EXERCISE REQUIREMENTS — What you return must be the complete listing, unchanged.

THE INPUT —
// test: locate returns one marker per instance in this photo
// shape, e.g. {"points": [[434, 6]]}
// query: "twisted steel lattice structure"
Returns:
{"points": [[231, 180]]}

SOLUTION TO THE PROBLEM —
// test: locate returns one marker per instance in this photo
// shape, e.g. {"points": [[434, 6]]}
// query: "twisted steel lattice structure"
Returns:
{"points": [[231, 180]]}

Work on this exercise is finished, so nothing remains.